> **SHORT TASK**: Copy the items below again, swapping every "Detect" for "Locate" and keeping everything else the same.

> **INPUT ROWS**:
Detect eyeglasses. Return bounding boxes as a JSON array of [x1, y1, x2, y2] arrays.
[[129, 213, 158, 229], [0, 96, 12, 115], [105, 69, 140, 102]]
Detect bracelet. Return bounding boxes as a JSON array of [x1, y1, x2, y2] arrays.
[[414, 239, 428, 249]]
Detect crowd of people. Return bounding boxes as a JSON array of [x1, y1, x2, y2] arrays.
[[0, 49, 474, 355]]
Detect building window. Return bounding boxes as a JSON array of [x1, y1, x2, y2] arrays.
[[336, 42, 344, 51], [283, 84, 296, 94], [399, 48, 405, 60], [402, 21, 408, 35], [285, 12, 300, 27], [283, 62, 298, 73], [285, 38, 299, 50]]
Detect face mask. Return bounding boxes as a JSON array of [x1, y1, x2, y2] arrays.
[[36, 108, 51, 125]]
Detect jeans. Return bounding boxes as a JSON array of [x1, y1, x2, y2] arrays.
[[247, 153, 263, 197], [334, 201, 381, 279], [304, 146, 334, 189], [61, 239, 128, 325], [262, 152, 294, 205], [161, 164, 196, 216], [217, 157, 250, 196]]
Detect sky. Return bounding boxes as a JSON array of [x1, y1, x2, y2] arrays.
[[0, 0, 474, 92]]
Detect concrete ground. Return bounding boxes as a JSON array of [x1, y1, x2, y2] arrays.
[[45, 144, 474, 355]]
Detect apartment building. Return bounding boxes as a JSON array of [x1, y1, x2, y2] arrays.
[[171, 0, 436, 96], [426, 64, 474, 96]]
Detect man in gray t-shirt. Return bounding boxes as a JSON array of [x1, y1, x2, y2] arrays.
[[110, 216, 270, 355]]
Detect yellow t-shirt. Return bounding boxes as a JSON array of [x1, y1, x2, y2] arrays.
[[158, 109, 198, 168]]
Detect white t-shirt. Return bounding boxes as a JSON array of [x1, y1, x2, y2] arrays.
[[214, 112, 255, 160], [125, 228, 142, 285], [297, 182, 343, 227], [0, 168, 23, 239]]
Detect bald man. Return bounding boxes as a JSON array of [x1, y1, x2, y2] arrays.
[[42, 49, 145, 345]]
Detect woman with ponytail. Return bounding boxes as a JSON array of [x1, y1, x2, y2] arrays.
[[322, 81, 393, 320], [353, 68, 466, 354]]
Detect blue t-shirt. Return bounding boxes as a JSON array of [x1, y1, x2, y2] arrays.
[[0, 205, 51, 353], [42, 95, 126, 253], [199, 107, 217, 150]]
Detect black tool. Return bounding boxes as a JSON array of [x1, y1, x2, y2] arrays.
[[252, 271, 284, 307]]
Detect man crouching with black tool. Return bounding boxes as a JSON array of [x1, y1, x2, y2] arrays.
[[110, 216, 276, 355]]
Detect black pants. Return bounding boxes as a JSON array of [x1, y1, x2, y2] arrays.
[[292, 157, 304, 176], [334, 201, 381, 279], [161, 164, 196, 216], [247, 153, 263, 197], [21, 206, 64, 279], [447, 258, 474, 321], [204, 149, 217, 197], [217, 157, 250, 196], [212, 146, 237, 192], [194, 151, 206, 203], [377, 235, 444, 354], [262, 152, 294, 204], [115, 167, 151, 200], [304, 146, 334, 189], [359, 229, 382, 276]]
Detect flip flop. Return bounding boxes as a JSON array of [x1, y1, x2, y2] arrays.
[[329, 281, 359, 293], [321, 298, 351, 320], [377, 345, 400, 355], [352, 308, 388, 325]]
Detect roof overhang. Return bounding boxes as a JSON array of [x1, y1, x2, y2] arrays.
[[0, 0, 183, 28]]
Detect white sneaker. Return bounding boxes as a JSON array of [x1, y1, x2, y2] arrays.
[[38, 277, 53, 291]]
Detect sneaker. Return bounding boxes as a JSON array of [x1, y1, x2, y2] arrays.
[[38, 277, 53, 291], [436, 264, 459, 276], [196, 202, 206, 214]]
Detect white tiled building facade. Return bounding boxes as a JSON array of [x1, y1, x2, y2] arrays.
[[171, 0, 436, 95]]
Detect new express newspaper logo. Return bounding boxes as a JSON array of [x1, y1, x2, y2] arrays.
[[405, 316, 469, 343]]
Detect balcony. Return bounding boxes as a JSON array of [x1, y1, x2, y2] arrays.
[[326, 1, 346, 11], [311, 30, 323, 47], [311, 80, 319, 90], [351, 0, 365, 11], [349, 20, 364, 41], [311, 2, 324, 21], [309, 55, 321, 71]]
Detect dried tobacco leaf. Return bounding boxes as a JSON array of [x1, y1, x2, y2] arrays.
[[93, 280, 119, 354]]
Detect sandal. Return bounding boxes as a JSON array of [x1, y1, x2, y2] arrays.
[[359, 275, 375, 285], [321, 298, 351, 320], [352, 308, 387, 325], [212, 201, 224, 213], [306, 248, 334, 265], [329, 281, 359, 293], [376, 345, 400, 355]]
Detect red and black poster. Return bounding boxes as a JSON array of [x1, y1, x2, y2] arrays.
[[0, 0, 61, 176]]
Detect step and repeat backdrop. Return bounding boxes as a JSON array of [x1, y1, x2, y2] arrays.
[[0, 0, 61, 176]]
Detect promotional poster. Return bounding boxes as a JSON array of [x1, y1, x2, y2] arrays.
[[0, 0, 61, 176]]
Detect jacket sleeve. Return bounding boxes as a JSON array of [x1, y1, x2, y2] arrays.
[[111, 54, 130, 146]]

> **FINISHED EXERCISE**:
Locate eyeglasses. Return bounding boxes as a JSON array of [x1, y1, x2, y2] arrays.
[[129, 213, 158, 229], [0, 96, 12, 115], [105, 69, 140, 102]]
Locate bracelet. Return bounding boxes as a JSON array of [x1, y1, x2, y2] arrays.
[[414, 239, 428, 249]]
Locate crowd of people. Return bounding boxes as a JSON array of [x1, y1, x2, y2] arrays.
[[0, 49, 474, 355]]
Locate building window. Return bounding boxes as a JSON array of [x1, y1, x2, y2] arrays.
[[336, 42, 344, 51], [283, 84, 296, 94], [399, 48, 405, 60], [402, 21, 408, 35], [285, 12, 300, 27], [283, 62, 298, 73], [285, 38, 299, 50]]
Locate face mask. Return bounding boxes as a JSON array of [x1, y1, x2, y2] arrays.
[[36, 108, 51, 125]]
Locate jeans. Return bounding boxes as a JSON array of [x1, y1, x2, y2] arrays.
[[247, 153, 263, 197], [334, 201, 381, 279], [304, 146, 334, 189], [61, 239, 128, 325], [262, 152, 294, 205], [161, 164, 196, 216], [217, 157, 250, 196]]
Locate sky. Return bounding boxes as a JSON array of [x1, y1, x2, y2] arrays.
[[0, 0, 474, 92]]
Locate concrete ground. Return bounding boxes as a JSON array of [x1, y1, x2, y2] arrays.
[[45, 144, 474, 355]]
Locate apartment building. Return bounding boxes as a JSON array of [x1, y1, x2, y2] arrays.
[[171, 0, 436, 96], [426, 64, 474, 96]]
Locate man in gray t-shirt. Return bounding boxes as a JSON array of [x1, y1, x2, y2] arrays.
[[110, 216, 270, 355]]
Locate yellow t-shirt. Return bounding boxes as a JSON array of [x1, y1, x2, y2] arrays.
[[158, 109, 198, 168]]
Locate white t-shirt. Return bounding boxes as a JSON array of [x1, y1, x2, y2] arrays.
[[214, 112, 255, 160], [125, 228, 142, 285], [297, 182, 343, 227], [0, 168, 23, 239]]
Locate bald man. Return bounding boxes as a JSON array of [x1, y1, x2, y2] arrays.
[[42, 49, 145, 345]]
Locate woman with ponytail. Return bounding boxes as a JSON array of [x1, y1, x2, y2] arrays.
[[322, 81, 393, 320], [353, 68, 466, 354]]
Locate blue t-shirt. Return bounding boxes as a JSON array of [x1, y1, x2, y2] arrays.
[[0, 205, 51, 353], [42, 95, 126, 253], [199, 107, 217, 150]]
Locate black tool. Return bounding boxes as a JSON array of [x1, y1, x2, y2] arrays.
[[252, 271, 284, 307]]
Locate man crouching with black tool. Return bounding boxes as a JSON array of [x1, y1, x2, y2] arrays.
[[110, 216, 276, 355]]
Locate black pants. Return bounding boxes as a JSON array of [x1, y1, x2, y2] arrays.
[[292, 157, 304, 176], [334, 201, 381, 279], [161, 164, 196, 216], [247, 153, 263, 197], [21, 206, 64, 279], [447, 258, 474, 321], [204, 149, 217, 197], [217, 157, 250, 196], [212, 146, 237, 192], [194, 151, 206, 203], [377, 235, 444, 354], [262, 152, 294, 204], [115, 167, 151, 200], [304, 146, 334, 189], [359, 229, 382, 276]]
Locate flip flop. Return bounding boxes as a JSON array of [x1, y1, x2, y2] arrays.
[[329, 281, 359, 293], [321, 298, 351, 320], [377, 345, 400, 355], [352, 308, 388, 325]]
Locate roof overhang. Return bounding boxes as a JSON array of [x1, y1, x2, y2] arrays.
[[0, 0, 183, 28]]
Locate white sneaker. Return bounding boxes as a JSON array of [x1, y1, x2, y2] arrays.
[[38, 277, 53, 291]]
Locate sneaker. Return bounding boxes as a JSON array of [x1, y1, x2, y2] arrays.
[[38, 277, 53, 291], [436, 264, 459, 276], [196, 202, 206, 214]]
Locate white tiled building facade. Return bounding boxes as a JSON array of [x1, y1, x2, y2] arrays.
[[171, 0, 436, 95]]
Locate new express newspaper logo. Return bounding boxes as a JSON array of [x1, y1, x2, y2] arrays.
[[405, 316, 469, 343]]
Locate balcony. Return bounding boxes as a JSON array of [x1, y1, x2, y2] arrays.
[[326, 1, 346, 11], [311, 30, 323, 47], [311, 80, 319, 90], [351, 0, 365, 11], [349, 20, 364, 41], [311, 2, 324, 21], [309, 55, 321, 71]]
Locate dried tobacco leaf. Return bounding boxes as a JSON array of [x1, y1, x2, y2] arrays.
[[93, 280, 119, 354]]
Locate sandal. Return bounding boxes as a JSON array of [x1, y1, x2, y2] arrays.
[[359, 275, 375, 285], [321, 298, 351, 320], [352, 308, 387, 325], [212, 201, 224, 213], [306, 248, 334, 265], [329, 281, 359, 293], [376, 345, 400, 355]]
Locate red and black poster. Return bounding boxes as a JSON array of [x1, y1, x2, y2] arrays.
[[0, 0, 61, 176]]
Locate step and repeat backdrop. Return bounding boxes as a JSON array of [x1, y1, x2, y2] arrays.
[[0, 0, 61, 176]]
Locate promotional poster. Return bounding boxes as a JSON array of [x1, y1, x2, y2] arrays.
[[0, 0, 61, 176]]
Locate jacket sleeve. Return bounding boxes as a JSON array of [x1, y1, x2, y2] arrays.
[[111, 54, 130, 146]]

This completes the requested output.